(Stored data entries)

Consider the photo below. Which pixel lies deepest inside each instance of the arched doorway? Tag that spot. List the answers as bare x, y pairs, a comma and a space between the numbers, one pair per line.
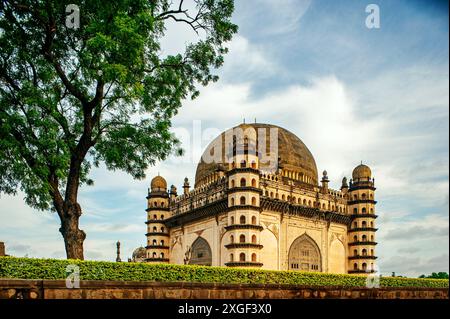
304, 255
201, 253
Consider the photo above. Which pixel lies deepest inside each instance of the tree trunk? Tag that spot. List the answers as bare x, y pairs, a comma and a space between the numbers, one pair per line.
73, 236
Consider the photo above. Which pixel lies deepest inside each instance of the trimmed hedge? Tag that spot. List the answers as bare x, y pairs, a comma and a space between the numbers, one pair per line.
30, 268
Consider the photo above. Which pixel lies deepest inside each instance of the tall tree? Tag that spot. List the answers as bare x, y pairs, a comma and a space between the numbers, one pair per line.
72, 97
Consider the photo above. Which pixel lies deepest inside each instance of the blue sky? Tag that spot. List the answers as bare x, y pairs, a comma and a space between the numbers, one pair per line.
349, 92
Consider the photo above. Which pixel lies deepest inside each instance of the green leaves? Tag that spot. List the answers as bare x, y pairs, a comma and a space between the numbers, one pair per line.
27, 268
104, 92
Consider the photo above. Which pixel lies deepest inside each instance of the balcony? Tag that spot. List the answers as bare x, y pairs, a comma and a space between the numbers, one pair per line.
362, 229
244, 245
244, 226
362, 257
368, 243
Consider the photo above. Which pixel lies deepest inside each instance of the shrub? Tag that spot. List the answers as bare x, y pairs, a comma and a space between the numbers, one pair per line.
30, 268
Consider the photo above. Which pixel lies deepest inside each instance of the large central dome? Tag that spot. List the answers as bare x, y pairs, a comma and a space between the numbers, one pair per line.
293, 154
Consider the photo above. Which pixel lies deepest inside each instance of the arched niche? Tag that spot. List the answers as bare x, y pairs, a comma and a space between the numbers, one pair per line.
304, 255
201, 253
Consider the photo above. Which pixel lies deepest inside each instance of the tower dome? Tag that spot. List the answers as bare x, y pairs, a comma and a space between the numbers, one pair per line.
158, 183
293, 155
362, 172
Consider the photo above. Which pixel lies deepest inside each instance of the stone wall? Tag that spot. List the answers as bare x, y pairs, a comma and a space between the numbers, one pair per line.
2, 249
89, 289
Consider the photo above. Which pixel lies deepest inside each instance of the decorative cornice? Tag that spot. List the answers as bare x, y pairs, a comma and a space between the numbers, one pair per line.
158, 195
237, 189
243, 207
362, 257
243, 264
353, 216
205, 211
366, 243
157, 234
162, 209
244, 245
155, 221
244, 226
371, 229
361, 271
156, 247
242, 170
362, 201
157, 260
299, 210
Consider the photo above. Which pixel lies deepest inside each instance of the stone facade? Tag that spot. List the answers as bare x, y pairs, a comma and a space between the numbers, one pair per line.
244, 211
99, 289
2, 249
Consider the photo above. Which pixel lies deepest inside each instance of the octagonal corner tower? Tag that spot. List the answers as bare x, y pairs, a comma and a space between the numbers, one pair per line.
282, 146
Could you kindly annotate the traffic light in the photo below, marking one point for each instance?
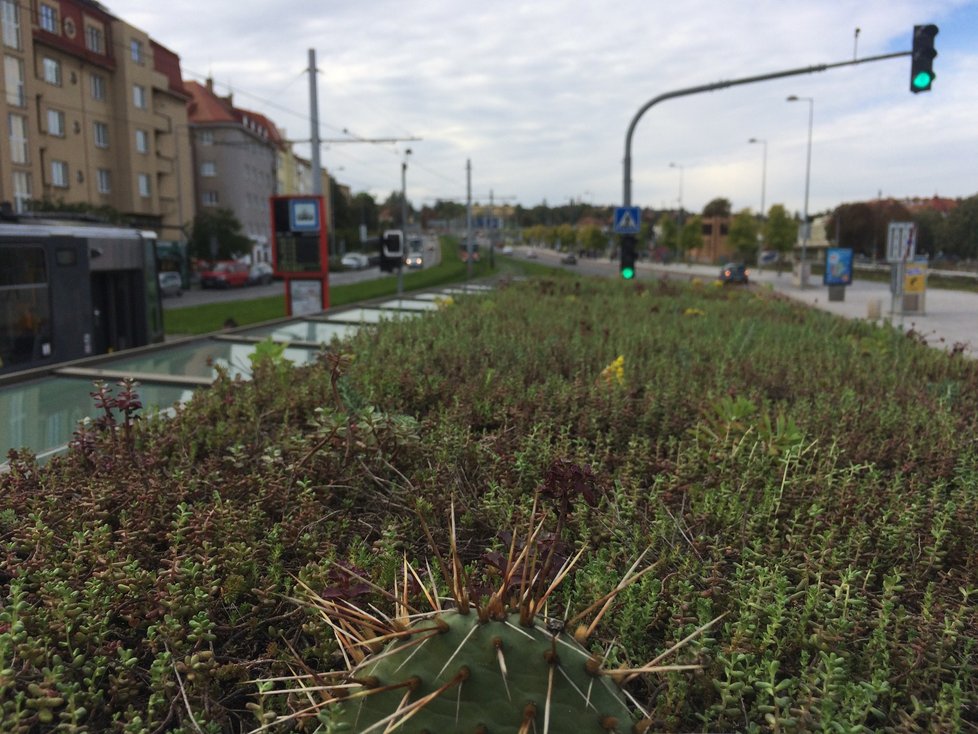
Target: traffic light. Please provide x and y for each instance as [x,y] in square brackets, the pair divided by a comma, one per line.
[392,250]
[628,256]
[922,58]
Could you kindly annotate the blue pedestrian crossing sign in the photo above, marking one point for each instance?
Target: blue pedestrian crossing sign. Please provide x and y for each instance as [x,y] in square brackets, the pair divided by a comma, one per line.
[628,220]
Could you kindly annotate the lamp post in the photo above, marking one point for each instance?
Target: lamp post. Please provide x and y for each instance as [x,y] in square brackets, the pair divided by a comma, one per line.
[763,171]
[676,165]
[404,191]
[400,266]
[803,279]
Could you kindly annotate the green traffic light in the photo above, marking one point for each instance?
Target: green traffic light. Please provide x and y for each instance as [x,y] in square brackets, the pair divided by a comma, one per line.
[922,80]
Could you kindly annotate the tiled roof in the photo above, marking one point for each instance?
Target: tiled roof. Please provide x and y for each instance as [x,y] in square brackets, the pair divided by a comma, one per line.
[205,106]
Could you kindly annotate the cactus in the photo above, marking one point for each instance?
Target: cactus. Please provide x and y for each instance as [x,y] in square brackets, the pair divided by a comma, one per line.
[454,672]
[489,662]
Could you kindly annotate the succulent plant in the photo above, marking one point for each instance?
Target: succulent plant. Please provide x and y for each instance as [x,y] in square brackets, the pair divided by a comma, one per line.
[454,672]
[486,662]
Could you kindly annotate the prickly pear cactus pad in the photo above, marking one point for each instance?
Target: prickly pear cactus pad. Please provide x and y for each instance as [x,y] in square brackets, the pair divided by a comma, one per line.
[489,660]
[455,673]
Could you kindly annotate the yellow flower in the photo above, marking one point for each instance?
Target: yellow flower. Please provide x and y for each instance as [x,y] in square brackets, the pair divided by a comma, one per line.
[615,372]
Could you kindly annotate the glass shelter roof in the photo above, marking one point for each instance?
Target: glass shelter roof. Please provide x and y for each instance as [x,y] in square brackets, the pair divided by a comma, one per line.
[40,413]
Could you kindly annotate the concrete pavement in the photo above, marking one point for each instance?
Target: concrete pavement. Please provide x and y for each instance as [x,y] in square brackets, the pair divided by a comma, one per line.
[949,321]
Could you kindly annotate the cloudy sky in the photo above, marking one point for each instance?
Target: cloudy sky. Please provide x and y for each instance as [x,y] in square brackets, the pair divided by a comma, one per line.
[538,94]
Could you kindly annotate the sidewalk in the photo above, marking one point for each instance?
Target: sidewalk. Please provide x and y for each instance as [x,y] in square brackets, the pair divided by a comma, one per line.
[950,319]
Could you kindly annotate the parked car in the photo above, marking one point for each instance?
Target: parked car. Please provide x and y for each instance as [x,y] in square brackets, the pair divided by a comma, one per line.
[225,274]
[260,274]
[734,273]
[171,284]
[355,261]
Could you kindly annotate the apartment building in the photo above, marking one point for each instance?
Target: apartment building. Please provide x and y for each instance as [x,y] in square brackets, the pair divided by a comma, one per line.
[95,114]
[235,153]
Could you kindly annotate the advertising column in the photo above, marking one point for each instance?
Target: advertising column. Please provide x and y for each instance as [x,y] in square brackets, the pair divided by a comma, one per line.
[300,252]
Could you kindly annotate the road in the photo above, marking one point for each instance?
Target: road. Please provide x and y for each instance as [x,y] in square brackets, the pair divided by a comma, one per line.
[949,321]
[200,296]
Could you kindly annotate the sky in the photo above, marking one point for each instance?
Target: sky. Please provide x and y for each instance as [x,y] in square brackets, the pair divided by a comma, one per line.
[538,95]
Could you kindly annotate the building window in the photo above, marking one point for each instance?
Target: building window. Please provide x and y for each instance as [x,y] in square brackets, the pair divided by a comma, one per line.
[11,23]
[13,73]
[18,139]
[52,71]
[98,87]
[93,39]
[22,190]
[56,123]
[139,96]
[101,130]
[59,174]
[48,18]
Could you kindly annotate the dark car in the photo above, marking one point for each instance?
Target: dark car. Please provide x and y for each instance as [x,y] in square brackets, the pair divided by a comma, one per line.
[734,273]
[171,284]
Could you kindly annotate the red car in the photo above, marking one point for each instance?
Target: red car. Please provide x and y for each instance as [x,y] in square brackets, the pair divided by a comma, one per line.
[225,274]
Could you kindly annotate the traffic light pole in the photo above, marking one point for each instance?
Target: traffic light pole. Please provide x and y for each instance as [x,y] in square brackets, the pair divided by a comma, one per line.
[627,197]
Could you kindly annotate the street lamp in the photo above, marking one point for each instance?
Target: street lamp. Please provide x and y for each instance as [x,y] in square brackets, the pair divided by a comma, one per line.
[676,165]
[400,265]
[763,171]
[404,192]
[808,174]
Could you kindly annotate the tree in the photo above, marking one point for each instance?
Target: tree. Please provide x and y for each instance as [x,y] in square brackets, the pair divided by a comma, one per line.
[780,232]
[961,229]
[668,236]
[691,235]
[930,230]
[863,226]
[216,235]
[742,236]
[719,207]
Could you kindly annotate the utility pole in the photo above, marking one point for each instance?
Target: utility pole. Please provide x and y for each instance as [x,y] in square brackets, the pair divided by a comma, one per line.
[317,172]
[468,217]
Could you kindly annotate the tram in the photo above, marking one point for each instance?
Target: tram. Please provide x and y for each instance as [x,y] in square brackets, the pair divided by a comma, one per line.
[70,290]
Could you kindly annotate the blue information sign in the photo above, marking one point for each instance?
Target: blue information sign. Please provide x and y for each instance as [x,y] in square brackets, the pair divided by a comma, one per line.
[628,220]
[838,266]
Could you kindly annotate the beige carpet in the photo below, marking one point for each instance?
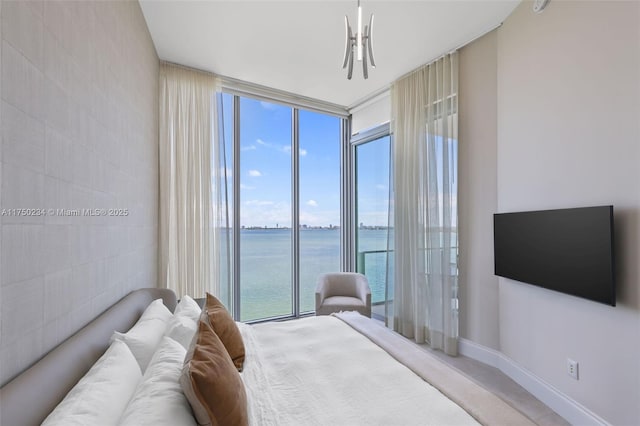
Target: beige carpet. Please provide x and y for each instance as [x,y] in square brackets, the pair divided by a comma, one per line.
[483,405]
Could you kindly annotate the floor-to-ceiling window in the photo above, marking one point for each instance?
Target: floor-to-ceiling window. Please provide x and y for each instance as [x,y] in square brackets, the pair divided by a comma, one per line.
[372,152]
[285,201]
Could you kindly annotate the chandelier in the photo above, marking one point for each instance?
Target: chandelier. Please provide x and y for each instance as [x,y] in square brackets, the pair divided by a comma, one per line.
[361,42]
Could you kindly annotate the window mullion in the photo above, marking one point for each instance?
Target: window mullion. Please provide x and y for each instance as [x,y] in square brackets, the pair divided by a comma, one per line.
[295,210]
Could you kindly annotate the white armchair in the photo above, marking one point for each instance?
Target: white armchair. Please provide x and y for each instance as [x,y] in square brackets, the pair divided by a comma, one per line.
[343,291]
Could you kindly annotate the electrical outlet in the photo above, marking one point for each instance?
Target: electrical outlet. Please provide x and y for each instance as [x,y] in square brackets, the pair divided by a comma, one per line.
[572,368]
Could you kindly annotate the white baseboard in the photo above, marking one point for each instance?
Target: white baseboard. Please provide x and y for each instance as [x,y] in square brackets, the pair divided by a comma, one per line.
[570,410]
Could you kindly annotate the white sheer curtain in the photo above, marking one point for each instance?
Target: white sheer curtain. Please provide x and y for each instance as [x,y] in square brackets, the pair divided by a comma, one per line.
[190,184]
[424,302]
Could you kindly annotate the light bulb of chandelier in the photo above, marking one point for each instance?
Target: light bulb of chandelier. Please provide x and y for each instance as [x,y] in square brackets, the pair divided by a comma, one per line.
[359,33]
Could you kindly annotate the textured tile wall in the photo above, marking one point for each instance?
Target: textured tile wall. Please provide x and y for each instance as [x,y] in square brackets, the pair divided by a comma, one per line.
[78,119]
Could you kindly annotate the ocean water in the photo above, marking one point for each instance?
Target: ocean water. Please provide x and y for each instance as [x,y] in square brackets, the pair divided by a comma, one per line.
[265,274]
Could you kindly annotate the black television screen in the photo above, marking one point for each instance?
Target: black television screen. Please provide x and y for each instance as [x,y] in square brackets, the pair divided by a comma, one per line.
[567,250]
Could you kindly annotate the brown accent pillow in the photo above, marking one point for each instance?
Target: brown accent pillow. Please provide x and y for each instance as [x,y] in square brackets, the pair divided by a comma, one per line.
[226,329]
[211,382]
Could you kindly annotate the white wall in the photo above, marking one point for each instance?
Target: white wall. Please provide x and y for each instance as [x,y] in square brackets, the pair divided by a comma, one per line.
[372,113]
[477,191]
[79,130]
[569,135]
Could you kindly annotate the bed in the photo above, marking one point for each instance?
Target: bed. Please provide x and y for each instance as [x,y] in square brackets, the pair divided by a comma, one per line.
[343,369]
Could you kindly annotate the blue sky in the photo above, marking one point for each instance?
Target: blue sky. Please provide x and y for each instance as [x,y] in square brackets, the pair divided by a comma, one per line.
[265,168]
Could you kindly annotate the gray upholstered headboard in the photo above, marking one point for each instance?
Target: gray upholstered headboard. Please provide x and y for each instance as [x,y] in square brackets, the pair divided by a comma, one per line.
[33,394]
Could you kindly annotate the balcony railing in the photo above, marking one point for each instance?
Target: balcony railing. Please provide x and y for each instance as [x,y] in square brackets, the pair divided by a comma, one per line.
[376,270]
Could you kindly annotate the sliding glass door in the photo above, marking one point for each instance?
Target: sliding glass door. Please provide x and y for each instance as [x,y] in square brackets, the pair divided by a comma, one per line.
[319,201]
[373,234]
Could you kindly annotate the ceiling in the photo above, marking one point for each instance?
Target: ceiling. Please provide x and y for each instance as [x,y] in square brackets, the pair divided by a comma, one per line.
[298,46]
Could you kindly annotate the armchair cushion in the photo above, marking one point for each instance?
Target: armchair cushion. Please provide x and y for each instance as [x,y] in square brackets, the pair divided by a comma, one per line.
[343,291]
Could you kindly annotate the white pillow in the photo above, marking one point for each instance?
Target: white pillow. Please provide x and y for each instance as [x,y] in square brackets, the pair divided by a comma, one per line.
[181,329]
[189,308]
[100,397]
[158,399]
[145,335]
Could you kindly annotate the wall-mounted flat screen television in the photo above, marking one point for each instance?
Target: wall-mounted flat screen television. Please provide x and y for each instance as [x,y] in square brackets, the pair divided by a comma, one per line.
[566,250]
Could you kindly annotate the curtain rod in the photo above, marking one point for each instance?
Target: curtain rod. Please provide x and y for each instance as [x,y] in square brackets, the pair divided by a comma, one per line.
[370,97]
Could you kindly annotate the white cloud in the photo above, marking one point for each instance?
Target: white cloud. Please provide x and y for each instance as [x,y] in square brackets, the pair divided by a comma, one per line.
[268,106]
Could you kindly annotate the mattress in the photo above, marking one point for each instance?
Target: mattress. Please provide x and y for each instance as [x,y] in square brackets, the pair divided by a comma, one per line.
[320,371]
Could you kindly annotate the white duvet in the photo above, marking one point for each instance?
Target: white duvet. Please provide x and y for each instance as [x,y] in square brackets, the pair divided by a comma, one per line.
[320,371]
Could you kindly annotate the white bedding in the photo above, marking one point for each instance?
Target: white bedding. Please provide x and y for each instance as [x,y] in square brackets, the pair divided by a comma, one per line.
[351,381]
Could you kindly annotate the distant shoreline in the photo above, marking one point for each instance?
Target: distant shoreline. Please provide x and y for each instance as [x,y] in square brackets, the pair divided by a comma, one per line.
[307,228]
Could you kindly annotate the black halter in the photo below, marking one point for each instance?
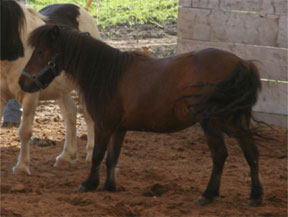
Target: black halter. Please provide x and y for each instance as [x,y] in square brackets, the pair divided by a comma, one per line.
[51,65]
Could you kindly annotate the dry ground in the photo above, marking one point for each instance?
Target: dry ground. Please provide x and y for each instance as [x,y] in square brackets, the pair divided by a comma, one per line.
[157,174]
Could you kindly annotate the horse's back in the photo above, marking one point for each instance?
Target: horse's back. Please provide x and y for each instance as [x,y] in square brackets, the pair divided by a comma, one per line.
[71,15]
[155,93]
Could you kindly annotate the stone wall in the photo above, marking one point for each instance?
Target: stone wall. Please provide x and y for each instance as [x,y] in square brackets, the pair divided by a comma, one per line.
[252,29]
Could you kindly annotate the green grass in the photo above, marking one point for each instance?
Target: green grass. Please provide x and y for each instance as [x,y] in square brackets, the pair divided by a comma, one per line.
[130,12]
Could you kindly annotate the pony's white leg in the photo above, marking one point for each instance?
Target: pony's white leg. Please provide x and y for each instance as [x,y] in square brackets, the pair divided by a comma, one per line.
[90,132]
[4,97]
[29,103]
[3,103]
[69,112]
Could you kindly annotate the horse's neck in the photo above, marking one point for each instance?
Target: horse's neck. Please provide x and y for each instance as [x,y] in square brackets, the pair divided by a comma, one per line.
[10,70]
[33,20]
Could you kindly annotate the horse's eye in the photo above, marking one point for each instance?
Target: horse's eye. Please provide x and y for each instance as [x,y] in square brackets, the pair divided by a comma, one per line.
[38,52]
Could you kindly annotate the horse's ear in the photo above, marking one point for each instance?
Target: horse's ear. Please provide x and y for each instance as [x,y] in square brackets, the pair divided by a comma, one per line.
[55,32]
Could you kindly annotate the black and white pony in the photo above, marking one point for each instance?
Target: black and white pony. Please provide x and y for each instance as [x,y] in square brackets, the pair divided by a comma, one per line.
[17,21]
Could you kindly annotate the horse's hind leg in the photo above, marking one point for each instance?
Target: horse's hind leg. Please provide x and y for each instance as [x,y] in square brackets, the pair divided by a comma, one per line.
[69,111]
[219,154]
[114,150]
[251,154]
[102,138]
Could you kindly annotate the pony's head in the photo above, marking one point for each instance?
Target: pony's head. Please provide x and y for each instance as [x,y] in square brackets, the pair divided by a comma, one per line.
[12,23]
[45,63]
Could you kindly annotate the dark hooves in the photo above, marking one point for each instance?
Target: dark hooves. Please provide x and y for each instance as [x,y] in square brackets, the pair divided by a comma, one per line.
[83,188]
[111,188]
[255,202]
[204,201]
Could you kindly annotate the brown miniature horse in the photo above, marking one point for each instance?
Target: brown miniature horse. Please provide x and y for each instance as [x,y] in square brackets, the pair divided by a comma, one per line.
[132,91]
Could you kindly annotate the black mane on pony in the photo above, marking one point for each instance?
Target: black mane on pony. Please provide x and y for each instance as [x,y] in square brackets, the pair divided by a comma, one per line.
[12,22]
[95,66]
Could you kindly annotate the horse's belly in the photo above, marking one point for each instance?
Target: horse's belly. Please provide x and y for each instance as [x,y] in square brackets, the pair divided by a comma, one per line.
[161,121]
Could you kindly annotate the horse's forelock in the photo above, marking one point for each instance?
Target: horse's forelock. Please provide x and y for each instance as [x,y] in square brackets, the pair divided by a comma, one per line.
[43,35]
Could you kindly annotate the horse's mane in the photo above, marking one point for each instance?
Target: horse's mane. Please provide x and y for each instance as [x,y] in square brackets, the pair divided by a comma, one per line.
[95,66]
[12,23]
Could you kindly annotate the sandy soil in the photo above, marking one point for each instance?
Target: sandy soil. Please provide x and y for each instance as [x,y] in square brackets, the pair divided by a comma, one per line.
[157,174]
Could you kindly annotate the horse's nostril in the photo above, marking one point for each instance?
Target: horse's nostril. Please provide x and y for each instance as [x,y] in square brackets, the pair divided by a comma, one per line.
[21,81]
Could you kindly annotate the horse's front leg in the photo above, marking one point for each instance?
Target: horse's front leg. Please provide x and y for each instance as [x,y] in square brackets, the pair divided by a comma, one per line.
[102,138]
[29,103]
[251,154]
[90,132]
[219,154]
[69,112]
[114,150]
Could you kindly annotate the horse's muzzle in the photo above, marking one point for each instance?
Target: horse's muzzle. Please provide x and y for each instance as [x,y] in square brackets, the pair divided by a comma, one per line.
[30,88]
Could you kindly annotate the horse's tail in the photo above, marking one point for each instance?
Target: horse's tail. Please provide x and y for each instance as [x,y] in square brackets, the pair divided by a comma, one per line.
[229,106]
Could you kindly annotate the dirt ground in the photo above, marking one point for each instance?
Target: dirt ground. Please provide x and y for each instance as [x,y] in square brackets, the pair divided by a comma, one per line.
[157,174]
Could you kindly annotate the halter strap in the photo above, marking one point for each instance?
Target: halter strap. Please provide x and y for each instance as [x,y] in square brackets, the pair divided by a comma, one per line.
[51,65]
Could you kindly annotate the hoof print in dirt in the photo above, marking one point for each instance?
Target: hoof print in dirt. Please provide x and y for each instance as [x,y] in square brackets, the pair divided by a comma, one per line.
[42,142]
[156,190]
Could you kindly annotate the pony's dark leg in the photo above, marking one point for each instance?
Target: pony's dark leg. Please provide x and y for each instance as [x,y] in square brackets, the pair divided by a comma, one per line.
[101,139]
[219,154]
[251,154]
[114,150]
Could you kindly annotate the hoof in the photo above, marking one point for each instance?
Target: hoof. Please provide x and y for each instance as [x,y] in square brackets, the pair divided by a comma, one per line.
[255,202]
[82,188]
[204,201]
[18,169]
[111,188]
[64,161]
[87,186]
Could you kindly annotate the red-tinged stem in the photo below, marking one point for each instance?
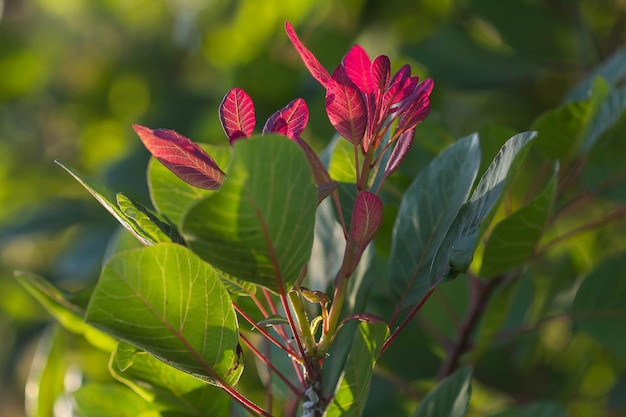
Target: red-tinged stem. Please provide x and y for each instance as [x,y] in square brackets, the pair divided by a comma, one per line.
[287,349]
[481,291]
[407,320]
[265,359]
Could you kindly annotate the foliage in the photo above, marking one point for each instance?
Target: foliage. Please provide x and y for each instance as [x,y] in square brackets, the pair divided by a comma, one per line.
[413,257]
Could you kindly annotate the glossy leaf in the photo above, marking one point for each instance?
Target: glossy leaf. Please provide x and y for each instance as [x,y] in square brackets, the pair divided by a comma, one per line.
[259,226]
[367,217]
[345,107]
[166,301]
[456,251]
[108,201]
[427,209]
[450,398]
[183,157]
[290,120]
[237,115]
[353,389]
[313,65]
[599,308]
[59,305]
[514,239]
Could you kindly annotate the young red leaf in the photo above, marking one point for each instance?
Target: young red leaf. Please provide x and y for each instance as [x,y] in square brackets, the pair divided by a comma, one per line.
[237,114]
[403,143]
[346,107]
[357,65]
[295,116]
[366,218]
[183,157]
[313,65]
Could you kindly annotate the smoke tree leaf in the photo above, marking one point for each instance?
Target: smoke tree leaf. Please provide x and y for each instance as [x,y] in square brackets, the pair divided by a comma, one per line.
[456,251]
[166,301]
[427,209]
[259,226]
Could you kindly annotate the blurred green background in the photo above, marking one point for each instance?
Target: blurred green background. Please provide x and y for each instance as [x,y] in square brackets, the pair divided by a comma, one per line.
[75,74]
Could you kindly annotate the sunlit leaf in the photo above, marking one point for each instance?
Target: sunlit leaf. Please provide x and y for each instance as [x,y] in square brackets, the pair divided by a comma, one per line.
[353,388]
[427,209]
[313,65]
[183,157]
[294,116]
[456,251]
[450,398]
[259,226]
[345,107]
[166,301]
[599,308]
[514,239]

# REQUIRED WORK
In the data above, find the line with "Could you kindly annotate the glass" and the line with "Could you kindly annotate the sidewalk". Retype both, plus every line between them, exactly.

# YOUR RESPONSE
Could you kindly annotate the glass shelter roof in the photo above, marking one point for each instance?
Target: glass shelter roof. Please provide x and y for each instance as [x,y] in square brackets, the pair divided by a comma, one per line.
[40,413]
Could you kindly annotate the concrete pavement in the photo above, marking one point for each instance?
Target: concrete pavement. Please provide x and y for each instance as [x,y] in square brackets, the pair divided by a comma, one per line.
[949,321]
Could you kindly annotate the cloudy sky in the photo above, marking one point for each instance?
Target: cloudy sky. Please provide x and y for each instance as [x,y] in square brackets, the pair divided by a comma, one per line.
[538,94]
Could you kindly annotate the sidewalk in the photo above, marking one point for each instance?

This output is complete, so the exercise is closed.